───── Data

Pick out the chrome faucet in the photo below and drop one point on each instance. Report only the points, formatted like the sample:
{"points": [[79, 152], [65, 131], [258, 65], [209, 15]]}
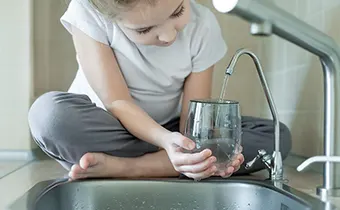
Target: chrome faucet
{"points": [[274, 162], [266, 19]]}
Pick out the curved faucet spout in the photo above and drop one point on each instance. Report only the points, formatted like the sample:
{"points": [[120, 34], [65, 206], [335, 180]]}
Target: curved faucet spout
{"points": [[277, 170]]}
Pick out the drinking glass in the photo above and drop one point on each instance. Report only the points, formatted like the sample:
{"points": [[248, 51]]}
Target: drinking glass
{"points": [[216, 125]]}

──────────
───── Data

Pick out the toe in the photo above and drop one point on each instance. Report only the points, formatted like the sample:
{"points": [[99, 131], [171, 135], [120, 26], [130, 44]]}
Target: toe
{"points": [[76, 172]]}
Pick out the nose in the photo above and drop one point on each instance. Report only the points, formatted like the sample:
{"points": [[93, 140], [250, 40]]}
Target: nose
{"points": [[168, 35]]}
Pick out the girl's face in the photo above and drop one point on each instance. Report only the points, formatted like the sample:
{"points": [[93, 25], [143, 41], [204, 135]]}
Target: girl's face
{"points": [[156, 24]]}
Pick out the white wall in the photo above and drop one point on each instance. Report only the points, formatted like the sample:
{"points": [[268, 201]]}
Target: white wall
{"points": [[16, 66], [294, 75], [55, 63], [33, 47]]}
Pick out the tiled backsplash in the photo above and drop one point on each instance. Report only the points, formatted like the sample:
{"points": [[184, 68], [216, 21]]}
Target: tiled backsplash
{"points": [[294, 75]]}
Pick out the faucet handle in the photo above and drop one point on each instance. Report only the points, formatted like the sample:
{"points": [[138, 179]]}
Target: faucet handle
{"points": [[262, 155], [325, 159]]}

──────────
───── Data

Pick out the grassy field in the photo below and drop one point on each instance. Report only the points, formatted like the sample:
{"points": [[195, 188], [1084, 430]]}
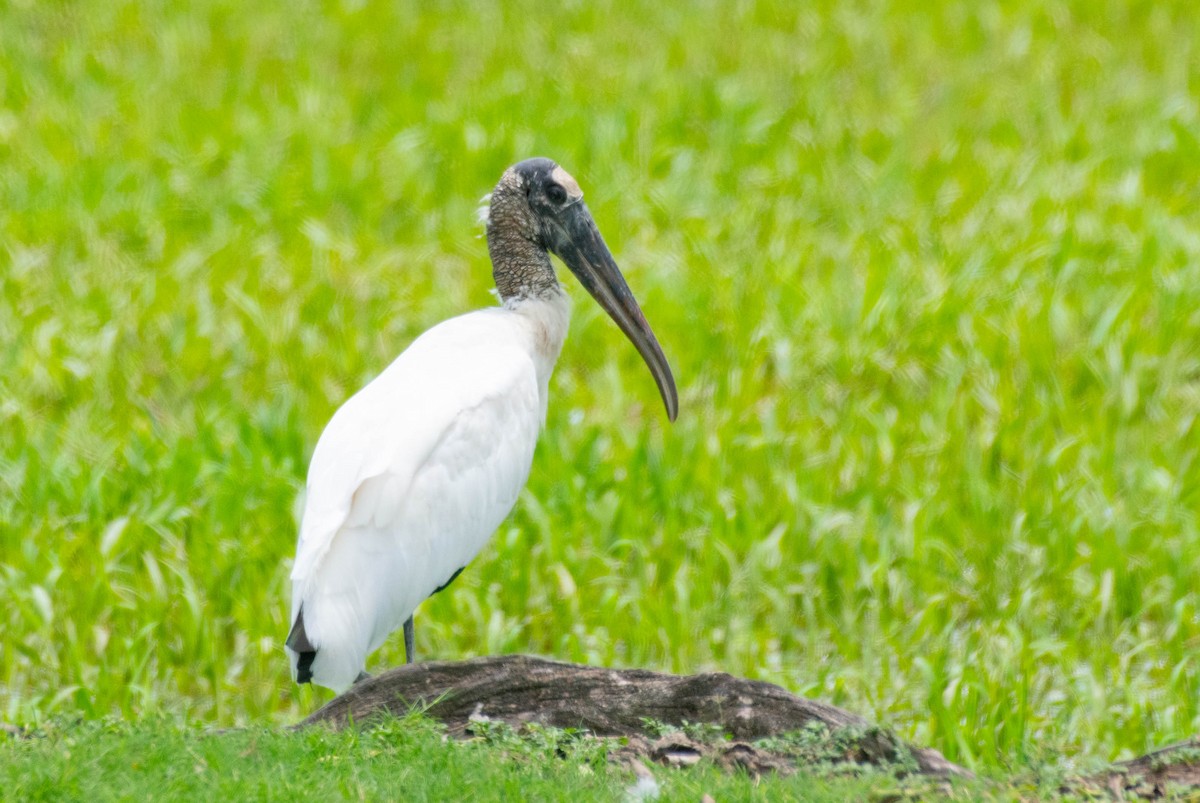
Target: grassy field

──────────

- Problem statement
Please return each line of the listing above that contains "field".

- Result for this exercise
Pick out the grassy field in the photo below and drop one point on each instance. Report only the points, formatted like the sample:
Target: grassy field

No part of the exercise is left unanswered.